#### Work instruction A:
In the text on chorea, which limb does the paralysis most often involve?
#### Work instruction B:
Duplicate a passage of the text on chorea. Begin at the words "21 Lectures on" and stop after the words "or soon after.".
#### Work instruction C:
Go on with the text on chorea from the point where it stops.

#### Text under study:
:::
Chorea is sometimes confined to a single muscle or group of muscles. When limited in this way it is generally in the head, face, or perhaps in the shoulder. These cases of localized chorea have been spoken of by Mitchell as habit chorea.21 They are often very obstinate in resisting treatment, and sometimes last during life.

21 Lectures on Nervous Diseases, p. 146.

PARALYSIS.—Not infrequently in chorea there is paralysis to a greater or less extent. It is generally one-sided, and most often involves the upper extremity. The limb affected is the one in which the movements were most violent. The arm may hang entirely powerless or it may be only enfeebled, and feeling to the patient like a dead weight. The paralysis always recovers with the chorea or soon after.

POST-PARALYTIC CHOREA.—Under this term Mitchell and Charcot have described a variety of chorea which is seen in patients after an attack of hemiplegia. The movements are chiefly on voluntary effort, and are those of inco-ordination. They come on from one to several months after an attack of unilateral paralysis, and are sometimes seen in cases in which almost complete recovery has taken place. Mitchell has reported22 a case which was under my care for several years, and which he saw in consultation with me. This patient had two attacks of left hemiplegia, the last being fatal. After the first attack there was great gain of power to use the arm and leg, but the movements were performed awkwardly and with an irregular jerking movement. A post-mortem examination revealed a spot of softening the size of a filbert in the left corpus striatum, which was apparently recent, and a point of red degeneration in the right crus cerebri. The vessels at the base of the brain were extensively atheromatous.
:::
#### Data for analysis:
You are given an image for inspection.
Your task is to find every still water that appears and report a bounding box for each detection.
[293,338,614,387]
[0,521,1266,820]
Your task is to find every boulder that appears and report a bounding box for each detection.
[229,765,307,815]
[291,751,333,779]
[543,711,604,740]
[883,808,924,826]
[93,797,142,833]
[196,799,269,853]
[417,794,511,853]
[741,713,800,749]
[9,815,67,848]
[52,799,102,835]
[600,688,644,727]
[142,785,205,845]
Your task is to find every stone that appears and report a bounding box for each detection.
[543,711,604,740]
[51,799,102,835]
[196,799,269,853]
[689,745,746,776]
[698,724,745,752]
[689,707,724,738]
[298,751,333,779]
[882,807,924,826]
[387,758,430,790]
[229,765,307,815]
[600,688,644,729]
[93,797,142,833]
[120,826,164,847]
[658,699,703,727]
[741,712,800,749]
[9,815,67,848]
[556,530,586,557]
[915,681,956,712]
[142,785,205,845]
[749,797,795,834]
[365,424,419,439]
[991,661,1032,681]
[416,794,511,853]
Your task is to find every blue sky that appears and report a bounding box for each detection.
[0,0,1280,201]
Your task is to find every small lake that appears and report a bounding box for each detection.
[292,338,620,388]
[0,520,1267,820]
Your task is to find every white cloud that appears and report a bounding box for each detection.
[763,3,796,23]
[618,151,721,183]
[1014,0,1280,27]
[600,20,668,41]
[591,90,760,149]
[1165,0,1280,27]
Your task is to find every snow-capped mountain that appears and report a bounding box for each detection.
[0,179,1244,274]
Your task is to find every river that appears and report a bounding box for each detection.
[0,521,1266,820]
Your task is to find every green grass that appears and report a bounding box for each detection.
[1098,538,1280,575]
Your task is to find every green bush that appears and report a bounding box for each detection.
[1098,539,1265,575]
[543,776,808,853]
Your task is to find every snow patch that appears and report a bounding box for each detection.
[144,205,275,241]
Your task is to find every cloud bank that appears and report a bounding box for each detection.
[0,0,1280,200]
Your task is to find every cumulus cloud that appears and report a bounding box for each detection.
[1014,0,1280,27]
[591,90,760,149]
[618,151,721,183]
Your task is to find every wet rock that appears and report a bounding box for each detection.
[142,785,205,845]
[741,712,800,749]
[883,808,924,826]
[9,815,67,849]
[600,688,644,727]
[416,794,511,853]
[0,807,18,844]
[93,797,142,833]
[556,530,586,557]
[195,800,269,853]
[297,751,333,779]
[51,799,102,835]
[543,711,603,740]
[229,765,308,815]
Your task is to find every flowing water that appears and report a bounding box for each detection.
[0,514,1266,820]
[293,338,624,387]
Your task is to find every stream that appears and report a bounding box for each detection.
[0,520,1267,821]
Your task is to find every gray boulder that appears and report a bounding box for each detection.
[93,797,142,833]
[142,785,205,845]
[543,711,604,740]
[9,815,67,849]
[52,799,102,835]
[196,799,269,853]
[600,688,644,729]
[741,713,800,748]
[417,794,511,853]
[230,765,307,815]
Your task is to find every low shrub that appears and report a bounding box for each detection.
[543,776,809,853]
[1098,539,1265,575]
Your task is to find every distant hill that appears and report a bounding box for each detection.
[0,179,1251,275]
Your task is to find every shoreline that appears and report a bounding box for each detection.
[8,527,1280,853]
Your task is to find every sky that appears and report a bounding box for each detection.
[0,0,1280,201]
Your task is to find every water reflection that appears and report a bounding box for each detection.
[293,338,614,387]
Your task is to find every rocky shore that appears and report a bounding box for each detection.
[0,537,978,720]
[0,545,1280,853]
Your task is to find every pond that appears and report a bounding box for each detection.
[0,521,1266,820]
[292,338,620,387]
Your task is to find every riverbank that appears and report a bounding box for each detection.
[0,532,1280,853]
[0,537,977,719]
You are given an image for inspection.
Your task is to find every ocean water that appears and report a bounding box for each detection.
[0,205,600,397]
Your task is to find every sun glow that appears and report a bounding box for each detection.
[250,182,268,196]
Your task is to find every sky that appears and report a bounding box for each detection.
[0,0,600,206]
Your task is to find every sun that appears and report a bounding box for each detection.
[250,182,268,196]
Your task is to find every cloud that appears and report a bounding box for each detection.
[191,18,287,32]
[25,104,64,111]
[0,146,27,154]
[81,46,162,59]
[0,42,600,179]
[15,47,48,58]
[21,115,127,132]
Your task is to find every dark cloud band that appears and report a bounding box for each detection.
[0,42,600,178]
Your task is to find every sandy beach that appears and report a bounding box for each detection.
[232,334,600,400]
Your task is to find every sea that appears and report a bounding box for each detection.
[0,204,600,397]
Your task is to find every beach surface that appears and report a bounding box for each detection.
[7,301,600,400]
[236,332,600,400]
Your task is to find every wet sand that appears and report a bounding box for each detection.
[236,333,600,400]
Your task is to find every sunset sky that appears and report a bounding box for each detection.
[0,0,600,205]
:::
#### Answer section A:
The upper extremity.

#### Answer section B:
21 Lectures on Nervous Diseases, p. 146.

PARALYSIS.—Not infrequently in chorea there is paralysis to a greater or less extent. It is generally one-sided, and most often involves the upper extremity. The limb affected is the one in which the movements were most violent. The arm may hang entirely powerless or it may be only enfeebled, and feeling to the patient like a dead weight. The paralysis always recovers with the chorea or soon after.

#### Answer section C:
22 American Journal of the Med. Sci.

Of the electrical condition of the muscles in chorea but little is known. Rosenthal23 found increase of faradic contractility in three cases of hemichorea, and the galvanic test showed a high degree of excitability, demonstrated by the fact that weak currents gave contractions at cathodic closure, or even tetanic contractions, and also contractions were produced at cathodic opening.

23 Ziemssen's Cyclopædia, loc. cit., p. 434.

The affection of speech which is so common in chorea is due to disordered action of the laryngeal muscles, or it may be from choreic action of the abdominal muscles. Sometimes it is chiefly from the awkwardness of the tongue. The usual form of trouble is that the patient speaks in a staccato manner and the syllables seem as if they were driven out. When the chorea is in the laryngeal muscles, the tone and pitch of the voice are altered.

Chorea of the heart is sometimes spoken of, but it has never been satisfactorily demonstrated that there is any real disorder of cardiac rhythm in chorea. It is not unusual in chorea to meet with over-action or palpitation of the heart, but these conditions do not necessarily depend on the disease.

Valvular murmurs are often met with from the beginning of an attack. In some instances they are the result of an endocarditis, but frequently they are functional or anæmic. They are usually heard at the apex. Sometimes there is a reduplication of the first sound, giving the idea of a want of synchronism in action of the two sides of the heart; but this is probably not the result of chorea of the heart. I recall one patient, a child of seven or eight years, in whom the reduplication of the first sound was very distinct during an attack of St. Vitus's dance. She was brought to me at the beginning of a second attack a year later, and the reduplication of the cardiac sounds was heard again, so it is likely that it had continued during the interval, and was probably a congenital condition.